* _Work item_
Show each line from the records below in which the word "forearm" occurs.

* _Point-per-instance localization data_
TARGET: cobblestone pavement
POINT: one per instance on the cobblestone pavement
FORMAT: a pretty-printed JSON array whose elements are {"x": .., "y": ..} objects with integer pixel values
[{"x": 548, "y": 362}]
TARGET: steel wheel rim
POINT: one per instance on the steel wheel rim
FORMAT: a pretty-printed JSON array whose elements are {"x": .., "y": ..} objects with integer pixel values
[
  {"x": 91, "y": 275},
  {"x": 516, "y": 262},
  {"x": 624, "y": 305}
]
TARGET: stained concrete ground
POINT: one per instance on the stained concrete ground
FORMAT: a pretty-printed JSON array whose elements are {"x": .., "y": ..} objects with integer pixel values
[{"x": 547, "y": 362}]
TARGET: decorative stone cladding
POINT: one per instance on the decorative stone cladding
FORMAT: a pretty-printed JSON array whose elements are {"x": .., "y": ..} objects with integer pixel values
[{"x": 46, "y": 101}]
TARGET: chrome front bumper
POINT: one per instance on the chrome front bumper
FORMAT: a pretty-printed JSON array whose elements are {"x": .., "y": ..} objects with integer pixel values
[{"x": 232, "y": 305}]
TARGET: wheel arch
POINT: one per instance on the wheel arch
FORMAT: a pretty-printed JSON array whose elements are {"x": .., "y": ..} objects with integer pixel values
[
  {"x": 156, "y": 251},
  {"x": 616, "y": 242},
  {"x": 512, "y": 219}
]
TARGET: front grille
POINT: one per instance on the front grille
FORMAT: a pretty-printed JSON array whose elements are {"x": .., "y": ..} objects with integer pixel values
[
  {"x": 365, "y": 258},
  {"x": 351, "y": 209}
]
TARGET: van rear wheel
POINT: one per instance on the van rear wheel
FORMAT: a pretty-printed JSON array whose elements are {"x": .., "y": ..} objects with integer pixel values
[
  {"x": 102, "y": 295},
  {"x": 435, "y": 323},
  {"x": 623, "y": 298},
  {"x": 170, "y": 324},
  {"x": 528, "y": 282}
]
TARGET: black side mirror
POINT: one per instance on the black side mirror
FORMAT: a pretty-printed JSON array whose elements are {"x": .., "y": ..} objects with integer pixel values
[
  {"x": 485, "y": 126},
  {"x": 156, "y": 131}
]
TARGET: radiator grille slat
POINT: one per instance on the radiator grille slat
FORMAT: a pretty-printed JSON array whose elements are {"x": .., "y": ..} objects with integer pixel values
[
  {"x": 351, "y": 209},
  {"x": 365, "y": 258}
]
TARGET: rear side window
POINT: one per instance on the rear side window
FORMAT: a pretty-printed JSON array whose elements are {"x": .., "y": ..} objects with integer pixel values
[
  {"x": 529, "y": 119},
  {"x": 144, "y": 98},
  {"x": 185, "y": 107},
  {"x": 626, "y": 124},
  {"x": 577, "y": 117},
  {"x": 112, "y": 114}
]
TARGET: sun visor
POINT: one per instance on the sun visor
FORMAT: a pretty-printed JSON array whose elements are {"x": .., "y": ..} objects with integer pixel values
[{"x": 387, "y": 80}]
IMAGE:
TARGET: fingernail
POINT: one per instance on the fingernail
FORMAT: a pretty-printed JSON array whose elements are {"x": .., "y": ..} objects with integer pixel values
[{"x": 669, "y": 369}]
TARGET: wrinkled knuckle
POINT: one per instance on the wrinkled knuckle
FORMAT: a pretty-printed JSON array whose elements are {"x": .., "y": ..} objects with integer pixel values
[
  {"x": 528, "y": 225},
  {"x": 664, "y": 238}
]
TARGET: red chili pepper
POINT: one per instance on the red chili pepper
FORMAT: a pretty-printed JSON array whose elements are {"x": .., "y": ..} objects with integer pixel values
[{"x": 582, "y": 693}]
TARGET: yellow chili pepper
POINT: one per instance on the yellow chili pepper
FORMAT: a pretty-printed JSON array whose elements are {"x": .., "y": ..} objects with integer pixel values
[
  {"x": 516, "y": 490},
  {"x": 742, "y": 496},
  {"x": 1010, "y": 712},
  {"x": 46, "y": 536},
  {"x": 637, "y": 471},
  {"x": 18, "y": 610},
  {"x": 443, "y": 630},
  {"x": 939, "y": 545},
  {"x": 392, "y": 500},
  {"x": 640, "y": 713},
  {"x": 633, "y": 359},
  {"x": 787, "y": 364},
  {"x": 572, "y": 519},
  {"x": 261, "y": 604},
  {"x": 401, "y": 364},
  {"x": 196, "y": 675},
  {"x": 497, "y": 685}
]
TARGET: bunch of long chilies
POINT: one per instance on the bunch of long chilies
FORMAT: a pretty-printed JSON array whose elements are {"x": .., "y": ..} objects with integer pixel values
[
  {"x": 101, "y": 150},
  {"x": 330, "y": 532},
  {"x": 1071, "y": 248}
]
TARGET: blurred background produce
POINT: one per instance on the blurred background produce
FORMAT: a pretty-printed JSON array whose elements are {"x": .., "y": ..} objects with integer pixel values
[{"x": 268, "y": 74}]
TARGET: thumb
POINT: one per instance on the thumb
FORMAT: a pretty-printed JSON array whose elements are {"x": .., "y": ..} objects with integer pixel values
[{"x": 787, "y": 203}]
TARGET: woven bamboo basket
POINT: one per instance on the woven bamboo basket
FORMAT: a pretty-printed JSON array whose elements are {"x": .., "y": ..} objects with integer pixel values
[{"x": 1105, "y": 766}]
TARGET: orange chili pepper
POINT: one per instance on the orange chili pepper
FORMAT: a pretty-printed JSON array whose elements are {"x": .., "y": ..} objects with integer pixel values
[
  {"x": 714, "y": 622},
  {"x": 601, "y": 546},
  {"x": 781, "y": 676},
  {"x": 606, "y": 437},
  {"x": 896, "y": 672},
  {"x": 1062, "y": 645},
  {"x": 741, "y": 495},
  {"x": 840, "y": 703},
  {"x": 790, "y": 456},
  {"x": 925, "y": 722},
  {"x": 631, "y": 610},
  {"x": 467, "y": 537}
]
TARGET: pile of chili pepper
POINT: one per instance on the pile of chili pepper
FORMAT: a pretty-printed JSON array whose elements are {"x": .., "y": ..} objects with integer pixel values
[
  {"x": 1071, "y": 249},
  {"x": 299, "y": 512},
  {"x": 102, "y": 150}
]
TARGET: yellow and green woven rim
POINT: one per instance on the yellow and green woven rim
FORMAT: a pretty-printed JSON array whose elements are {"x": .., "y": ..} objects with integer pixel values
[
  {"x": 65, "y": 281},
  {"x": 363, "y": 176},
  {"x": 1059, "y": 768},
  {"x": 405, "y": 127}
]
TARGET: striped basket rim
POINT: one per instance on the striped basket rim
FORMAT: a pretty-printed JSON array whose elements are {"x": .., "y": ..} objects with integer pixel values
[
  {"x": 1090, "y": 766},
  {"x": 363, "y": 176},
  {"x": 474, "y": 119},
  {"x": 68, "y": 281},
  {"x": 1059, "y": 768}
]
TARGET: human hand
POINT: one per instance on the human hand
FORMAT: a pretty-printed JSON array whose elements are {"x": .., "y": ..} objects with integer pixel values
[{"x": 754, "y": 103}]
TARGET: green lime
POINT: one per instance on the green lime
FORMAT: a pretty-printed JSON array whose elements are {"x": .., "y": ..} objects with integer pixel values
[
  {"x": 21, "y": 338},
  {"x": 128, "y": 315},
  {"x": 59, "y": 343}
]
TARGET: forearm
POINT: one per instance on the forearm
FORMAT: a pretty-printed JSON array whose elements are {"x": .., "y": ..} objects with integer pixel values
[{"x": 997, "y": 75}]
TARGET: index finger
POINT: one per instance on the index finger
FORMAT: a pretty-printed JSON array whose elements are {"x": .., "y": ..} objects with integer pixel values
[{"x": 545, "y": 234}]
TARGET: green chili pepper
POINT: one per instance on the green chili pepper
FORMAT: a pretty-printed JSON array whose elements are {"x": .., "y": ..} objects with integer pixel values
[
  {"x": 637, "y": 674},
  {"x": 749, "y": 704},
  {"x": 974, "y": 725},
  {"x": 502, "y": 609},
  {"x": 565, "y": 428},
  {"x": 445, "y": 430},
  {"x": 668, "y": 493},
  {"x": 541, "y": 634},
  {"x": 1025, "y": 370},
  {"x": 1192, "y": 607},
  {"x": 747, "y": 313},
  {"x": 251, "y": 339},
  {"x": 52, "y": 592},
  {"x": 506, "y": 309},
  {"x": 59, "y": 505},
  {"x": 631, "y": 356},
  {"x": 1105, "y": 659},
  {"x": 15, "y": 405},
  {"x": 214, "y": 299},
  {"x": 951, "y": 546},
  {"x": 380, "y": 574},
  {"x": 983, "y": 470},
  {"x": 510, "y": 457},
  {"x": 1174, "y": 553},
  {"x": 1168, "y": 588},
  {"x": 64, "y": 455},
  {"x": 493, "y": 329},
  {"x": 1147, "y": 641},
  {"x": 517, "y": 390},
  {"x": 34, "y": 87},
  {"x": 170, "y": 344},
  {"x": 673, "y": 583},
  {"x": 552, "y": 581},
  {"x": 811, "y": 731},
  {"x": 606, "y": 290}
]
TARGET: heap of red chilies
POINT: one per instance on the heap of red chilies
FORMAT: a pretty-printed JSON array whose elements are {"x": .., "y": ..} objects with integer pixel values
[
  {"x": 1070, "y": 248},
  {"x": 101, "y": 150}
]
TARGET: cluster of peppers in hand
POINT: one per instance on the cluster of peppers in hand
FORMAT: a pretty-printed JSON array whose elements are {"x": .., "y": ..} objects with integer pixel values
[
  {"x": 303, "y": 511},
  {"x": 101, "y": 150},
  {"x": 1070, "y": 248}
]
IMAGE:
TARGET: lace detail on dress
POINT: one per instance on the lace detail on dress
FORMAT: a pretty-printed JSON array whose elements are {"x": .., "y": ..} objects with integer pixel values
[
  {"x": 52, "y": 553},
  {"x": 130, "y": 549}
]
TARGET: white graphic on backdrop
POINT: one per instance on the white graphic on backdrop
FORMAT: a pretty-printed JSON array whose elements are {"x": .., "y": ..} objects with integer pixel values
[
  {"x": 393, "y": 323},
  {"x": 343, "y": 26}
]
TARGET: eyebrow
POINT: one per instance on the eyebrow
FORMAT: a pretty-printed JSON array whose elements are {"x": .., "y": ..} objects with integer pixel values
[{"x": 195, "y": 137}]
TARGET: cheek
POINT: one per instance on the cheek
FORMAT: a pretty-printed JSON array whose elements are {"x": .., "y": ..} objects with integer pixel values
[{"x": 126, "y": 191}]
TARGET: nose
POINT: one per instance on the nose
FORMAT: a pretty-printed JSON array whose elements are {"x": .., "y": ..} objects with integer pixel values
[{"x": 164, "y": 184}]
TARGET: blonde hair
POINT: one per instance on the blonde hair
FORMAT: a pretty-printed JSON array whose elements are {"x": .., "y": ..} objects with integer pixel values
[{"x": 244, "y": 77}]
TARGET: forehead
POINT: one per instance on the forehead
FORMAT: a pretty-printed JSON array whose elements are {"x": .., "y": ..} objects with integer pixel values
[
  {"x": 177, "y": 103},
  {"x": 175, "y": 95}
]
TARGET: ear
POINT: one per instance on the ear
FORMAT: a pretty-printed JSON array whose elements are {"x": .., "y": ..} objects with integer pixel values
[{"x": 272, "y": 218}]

* _Exercise answer_
TARGET: forearm
POINT: one per instance on the forearm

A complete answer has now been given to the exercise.